§ DOCUMENT TEXT:

────

What if a vaccine is sitting in a freezer in Houston that has the potential to cross-protect human beings from both the coronavirus and SARS? You would think that pharmaceutical companies and federal scientific agencies would be rushing to offer financial resources to begin clinical testing. That, however, is not the case.
It turns out that a vaccine developed in the early 2000s during the SARS outbreak by researchers at Baylor College of Medicine and University of Texas Medical Branch at Galveston protected mice against severe acute respiratory syndrome (SARS). It may be the best candidate to stop the spread of the coronavirus, now named COVID-19. It looks promising because COVID-19 resembles SARS which spread from November 2002 to July 2003, mostly in mainland China and Hong Kong but also in Toronto. Peter Hotez, a Baylor vaccine researcher and infectious disease specialist calls COVID-19 “SARS-2”.
COVID-19 shares 82 percent of its genes with SARS and infects people through the same cell receptor, one of the “spike-like” proteins that stud the surface of coronaviruses and gives the family their name. The viruses originally jump from animals to people.
The two viruses, which have mostly resulted in deaths in the elderly and people with serious underlying conditions, both can cause a severe form of viral pneumonia characterized by fever, cough and breathing difficulties. The early thinking is that COVID-19 is less lethal than SARS but more contagious.
Hotez has been working the phones looking for the funding to begin clinical trials on the vaccine. There is no licensed treatment or vaccine right now for COVIC-19. All that is available is supportive care to treat the symptoms. The vaccine is a candidate for clinical testing because it has been stored in a freezer and samples have been tested every six months. It is “stable”.

────

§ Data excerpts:
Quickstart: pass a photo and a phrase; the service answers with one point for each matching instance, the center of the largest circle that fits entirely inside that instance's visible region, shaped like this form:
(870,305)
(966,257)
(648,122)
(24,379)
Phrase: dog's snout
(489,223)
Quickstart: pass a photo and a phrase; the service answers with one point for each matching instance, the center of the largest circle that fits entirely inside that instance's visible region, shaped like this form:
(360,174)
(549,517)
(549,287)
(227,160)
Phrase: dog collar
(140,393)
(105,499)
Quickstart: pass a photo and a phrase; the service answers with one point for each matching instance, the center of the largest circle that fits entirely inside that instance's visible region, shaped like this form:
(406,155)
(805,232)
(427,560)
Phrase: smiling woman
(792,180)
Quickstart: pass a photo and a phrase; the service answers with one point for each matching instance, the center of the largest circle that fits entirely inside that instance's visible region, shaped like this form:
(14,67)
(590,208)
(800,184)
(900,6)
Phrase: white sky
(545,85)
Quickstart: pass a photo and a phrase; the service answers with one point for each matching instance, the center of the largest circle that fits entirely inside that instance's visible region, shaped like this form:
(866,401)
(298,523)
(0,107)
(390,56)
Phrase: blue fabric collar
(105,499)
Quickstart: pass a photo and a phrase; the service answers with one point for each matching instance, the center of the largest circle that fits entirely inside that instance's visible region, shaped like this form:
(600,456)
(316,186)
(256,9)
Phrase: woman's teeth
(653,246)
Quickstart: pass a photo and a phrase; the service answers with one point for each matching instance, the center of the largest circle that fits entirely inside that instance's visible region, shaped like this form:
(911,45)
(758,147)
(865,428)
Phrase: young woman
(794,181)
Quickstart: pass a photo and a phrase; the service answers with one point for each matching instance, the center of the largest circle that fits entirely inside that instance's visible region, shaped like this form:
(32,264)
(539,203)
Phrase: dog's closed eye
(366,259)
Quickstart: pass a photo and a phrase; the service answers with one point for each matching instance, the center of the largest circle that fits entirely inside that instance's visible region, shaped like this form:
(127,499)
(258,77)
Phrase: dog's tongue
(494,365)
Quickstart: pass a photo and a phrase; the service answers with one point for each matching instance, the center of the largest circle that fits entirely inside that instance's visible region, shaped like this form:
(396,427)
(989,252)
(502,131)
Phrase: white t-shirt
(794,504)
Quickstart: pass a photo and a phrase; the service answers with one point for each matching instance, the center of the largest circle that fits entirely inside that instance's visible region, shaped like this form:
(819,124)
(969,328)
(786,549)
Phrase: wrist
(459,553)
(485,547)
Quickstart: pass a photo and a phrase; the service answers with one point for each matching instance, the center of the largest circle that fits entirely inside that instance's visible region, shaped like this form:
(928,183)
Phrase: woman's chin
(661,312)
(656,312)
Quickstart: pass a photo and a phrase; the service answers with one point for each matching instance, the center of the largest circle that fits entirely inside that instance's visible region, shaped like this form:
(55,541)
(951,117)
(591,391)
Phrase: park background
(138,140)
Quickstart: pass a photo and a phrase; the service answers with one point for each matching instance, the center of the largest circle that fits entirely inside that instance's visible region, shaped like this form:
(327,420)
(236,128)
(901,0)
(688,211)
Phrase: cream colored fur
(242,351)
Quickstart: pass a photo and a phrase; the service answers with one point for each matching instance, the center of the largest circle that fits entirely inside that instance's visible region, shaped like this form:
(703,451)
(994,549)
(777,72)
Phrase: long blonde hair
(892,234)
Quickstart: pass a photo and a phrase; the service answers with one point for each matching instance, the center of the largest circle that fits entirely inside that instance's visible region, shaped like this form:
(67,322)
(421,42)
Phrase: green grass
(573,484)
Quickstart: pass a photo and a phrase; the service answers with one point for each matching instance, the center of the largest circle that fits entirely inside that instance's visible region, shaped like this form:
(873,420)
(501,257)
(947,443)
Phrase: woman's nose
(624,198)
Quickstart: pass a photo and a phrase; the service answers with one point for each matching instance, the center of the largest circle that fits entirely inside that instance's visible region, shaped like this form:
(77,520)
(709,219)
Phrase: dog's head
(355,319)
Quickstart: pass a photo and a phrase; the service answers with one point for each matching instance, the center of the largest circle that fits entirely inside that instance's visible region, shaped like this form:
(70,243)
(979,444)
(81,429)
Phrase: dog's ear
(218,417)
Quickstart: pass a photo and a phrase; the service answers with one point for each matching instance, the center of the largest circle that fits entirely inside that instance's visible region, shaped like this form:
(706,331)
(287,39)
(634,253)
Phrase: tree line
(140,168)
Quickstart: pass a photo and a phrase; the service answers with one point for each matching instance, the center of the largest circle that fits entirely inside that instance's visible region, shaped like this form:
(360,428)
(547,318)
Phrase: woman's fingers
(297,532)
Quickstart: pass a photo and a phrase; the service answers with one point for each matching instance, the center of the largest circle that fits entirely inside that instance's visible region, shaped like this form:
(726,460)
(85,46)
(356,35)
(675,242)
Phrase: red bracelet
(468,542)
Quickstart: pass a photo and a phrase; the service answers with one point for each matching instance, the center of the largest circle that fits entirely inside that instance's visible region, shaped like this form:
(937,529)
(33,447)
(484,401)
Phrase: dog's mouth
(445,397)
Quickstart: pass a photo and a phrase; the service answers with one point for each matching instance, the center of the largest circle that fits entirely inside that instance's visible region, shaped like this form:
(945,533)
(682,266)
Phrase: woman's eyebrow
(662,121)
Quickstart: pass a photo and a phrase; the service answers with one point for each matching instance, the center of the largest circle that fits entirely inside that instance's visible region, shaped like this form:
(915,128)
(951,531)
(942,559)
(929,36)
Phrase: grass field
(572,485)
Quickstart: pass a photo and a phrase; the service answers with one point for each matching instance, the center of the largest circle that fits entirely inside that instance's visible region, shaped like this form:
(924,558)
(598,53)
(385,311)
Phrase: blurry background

────

§ REQUIREMENT 1:
Answer these questions using the text on the stored SARS vaccine:
(a) At which two institutions did the researchers who developed the vaccine work?
(b) What percentage of its genes does COVID-19 share with SARS?
(c) How often have samples of the frozen vaccine been tested?
§ REQUIREMENT 2: Reproduce the text on the stored SARS vaccine from "What if a vaccine" up to and including "not the case.".

§ ANSWER SECTION 1:
(a) Baylor College of Medicine and University of Texas Medical Branch at Galveston
(b) 82 percent
(c) Every six months

§ ANSWER SECTION 2:
What if a vaccine is sitting in a freezer in Houston that has the potential to cross-protect human beings from both the coronavirus and SARS? You would think that pharmaceutical companies and federal scientific agencies would be rushing to offer financial resources to begin clinical testing. That, however, is not the case.